**STATED GOAL**. Give all the records below as a JSON list of strings, one string per line, skipping blank lines and leaving out the picture.

**DATASET EXTRACT**.

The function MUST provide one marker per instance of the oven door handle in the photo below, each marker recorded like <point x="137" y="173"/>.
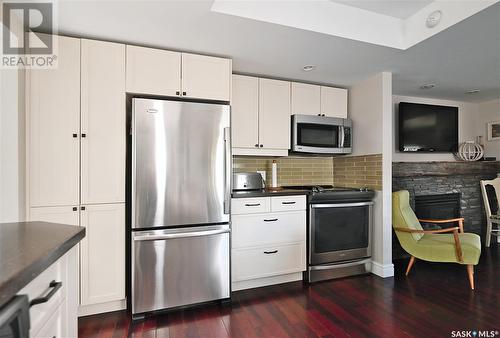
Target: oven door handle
<point x="341" y="205"/>
<point x="341" y="265"/>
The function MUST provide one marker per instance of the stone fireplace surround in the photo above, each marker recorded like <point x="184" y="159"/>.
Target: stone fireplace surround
<point x="429" y="178"/>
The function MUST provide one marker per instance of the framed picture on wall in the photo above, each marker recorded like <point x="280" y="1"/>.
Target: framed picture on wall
<point x="494" y="131"/>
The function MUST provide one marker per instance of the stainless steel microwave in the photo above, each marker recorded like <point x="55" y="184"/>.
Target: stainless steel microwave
<point x="321" y="135"/>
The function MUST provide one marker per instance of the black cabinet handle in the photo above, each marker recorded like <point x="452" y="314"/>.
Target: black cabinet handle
<point x="54" y="286"/>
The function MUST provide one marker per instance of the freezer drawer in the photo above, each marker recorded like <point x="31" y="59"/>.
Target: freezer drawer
<point x="177" y="267"/>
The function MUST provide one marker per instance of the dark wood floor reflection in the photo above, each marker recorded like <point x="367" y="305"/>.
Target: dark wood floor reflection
<point x="432" y="302"/>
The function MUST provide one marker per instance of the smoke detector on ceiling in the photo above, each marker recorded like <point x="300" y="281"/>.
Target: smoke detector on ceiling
<point x="472" y="91"/>
<point x="428" y="86"/>
<point x="433" y="19"/>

**FULL ANSWER**.
[
  "The function MUST provide one marker per instance of the oven door handle in the photo below, each marker recorded like <point x=\"137\" y=\"173\"/>.",
  "Target: oven door handle",
  "<point x=\"341\" y=\"205\"/>",
  "<point x=\"341\" y=\"265\"/>",
  "The function MUST provide one marker per instance of the stone fireplace surround in the photo above, each marker recorded like <point x=\"184\" y=\"159\"/>.",
  "Target: stone fireplace surround",
  "<point x=\"429\" y=\"178\"/>",
  "The function MUST provide one marker per instance of the framed picture on wall in the photo above, each marker recorded like <point x=\"280\" y=\"1\"/>.",
  "Target: framed picture on wall",
  "<point x=\"494\" y=\"131\"/>",
  "The function MUST provide one marker per instance of the stainless steel microwave in the photo above, each marker recorded like <point x=\"55\" y=\"184\"/>.",
  "Target: stainless steel microwave",
  "<point x=\"321\" y=\"135\"/>",
  "The function MUST provide one marker per instance of the black cabinet handle in the photo above, each marker recorded like <point x=\"452\" y=\"314\"/>.",
  "Target: black cabinet handle",
  "<point x=\"54\" y=\"286\"/>",
  "The function MUST provide one marker per instance of the freezer drawer in the photo above, each marker recorded like <point x=\"31\" y=\"59\"/>.",
  "Target: freezer drawer",
  "<point x=\"177\" y=\"267\"/>",
  "The function MUST provide one marker per instance of the dark wood floor reflection in the photo above, each marker recorded like <point x=\"367\" y=\"305\"/>.",
  "Target: dark wood floor reflection",
  "<point x=\"432\" y=\"302\"/>",
  "The function MUST provide one marker per instance of the smoke detector on ceiling in the photo above, each marker recorded like <point x=\"300\" y=\"281\"/>.",
  "Target: smoke detector on ceiling",
  "<point x=\"472\" y=\"91\"/>",
  "<point x=\"428\" y=\"86\"/>",
  "<point x=\"433\" y=\"19\"/>"
]